DÉFI 1> Réécrivez sous forme de liste le paragraphe de l'éditorial qui commence par « Fut alors lancé », en conservant ses faits principaux.
DÉFI 2>
Répondez brièvement à ces questions sur l'éditorial :
(a) Sous quel titre l'éditorial paraît-il ?
(b) De quelle année date le traité de Rome ?
(c) Quelles trois choses l'« aventure européenne » prétendait-elle apporter ?
DÉFI 3> Reproduisez à l'identique le passage de l'éditorial situé entre « Telle est l’invite » et « sans monnaie unique. », bornes incluses.

━━━ EXTRAIT DU DOCUMENT

Sous le titre "Toujours plus" (d'Europe?), le dernier éditorial du mensuel Bastille République Nations pose clairement la nature de la "construction européenne" (parler de déconstruction républicaine ou de construction antisociale serait plus juste).
Source : http://www.brn-presse.fr/
Un dernier effort, et on y est.
Telle est l’invite récurrente adressée aux peuples depuis le début d’une « aventure européenne » qui prétendait apporter bien être, sécurité et prospérité.
Le traité de Rome (1958) n’ayant pas abouti à ce bonheur annoncé, l’explication tombait sous le sens : pas assez d’Europe.
Fut alors lancé le « marché unique », effectif en 1993. Les résultats ne s’avérant guère probants (du moins pour les peuples), le discours communautaire avança l’explication : un marché unique ne peut bien fonctionner sans monnaie unique.

━━━━━━
━━━ DONNÉES FOURNIES

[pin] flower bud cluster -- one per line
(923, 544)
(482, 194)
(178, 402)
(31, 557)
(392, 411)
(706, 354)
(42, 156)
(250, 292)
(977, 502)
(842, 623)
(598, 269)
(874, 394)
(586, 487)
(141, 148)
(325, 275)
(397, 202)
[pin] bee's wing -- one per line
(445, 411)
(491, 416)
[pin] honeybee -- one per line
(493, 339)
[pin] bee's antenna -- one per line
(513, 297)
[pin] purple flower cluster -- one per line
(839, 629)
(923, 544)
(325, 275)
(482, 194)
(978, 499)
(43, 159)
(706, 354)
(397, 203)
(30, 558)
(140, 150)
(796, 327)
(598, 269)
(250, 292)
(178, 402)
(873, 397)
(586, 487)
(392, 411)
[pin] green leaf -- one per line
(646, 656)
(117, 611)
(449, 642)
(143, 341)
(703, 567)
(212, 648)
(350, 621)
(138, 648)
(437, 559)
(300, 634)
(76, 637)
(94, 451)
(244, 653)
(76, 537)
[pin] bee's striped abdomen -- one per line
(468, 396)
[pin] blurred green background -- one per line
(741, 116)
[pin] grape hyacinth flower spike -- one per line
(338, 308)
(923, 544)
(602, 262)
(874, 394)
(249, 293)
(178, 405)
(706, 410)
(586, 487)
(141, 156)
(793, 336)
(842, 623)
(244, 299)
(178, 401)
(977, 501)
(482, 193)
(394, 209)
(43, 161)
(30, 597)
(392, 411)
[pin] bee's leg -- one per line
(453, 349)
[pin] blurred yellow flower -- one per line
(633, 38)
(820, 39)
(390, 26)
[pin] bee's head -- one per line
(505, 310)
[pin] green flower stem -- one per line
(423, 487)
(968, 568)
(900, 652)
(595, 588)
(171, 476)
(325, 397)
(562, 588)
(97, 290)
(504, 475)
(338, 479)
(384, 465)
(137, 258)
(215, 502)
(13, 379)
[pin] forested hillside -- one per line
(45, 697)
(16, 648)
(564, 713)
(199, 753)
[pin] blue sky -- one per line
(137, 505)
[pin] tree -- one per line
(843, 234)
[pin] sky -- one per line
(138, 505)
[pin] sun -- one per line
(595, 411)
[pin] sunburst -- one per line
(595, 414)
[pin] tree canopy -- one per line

━━━━━━

SOLUTION DÉTAILLÉE 1>
- Lancement du « marché unique », effectif en 1993.
- Résultats guère probants, du moins pour les peuples.
- Explication du discours communautaire : un marché unique ne peut bien fonctionner sans monnaie unique.

SOLUTION DÉTAILLÉE 2>
(a) « Toujours plus ».
(b) 1958.
(c) Le bien être, la sécurité et la prospérité.

SOLUTION DÉTAILLÉE 3>
Telle est l’invite récurrente adressée aux peuples depuis le début d’une « aventure européenne » qui prétendait apporter bien être, sécurité et prospérité.
Le traité de Rome (1958) n’ayant pas abouti à ce bonheur annoncé, l’explication tombait sous le sens : pas assez d’Europe.
Fut alors lancé le « marché unique », effectif en 1993. Les résultats ne s’avérant guère probants (du moins pour les peuples), le discours communautaire avança l’explication : un marché unique ne peut bien fonctionner sans monnaie unique.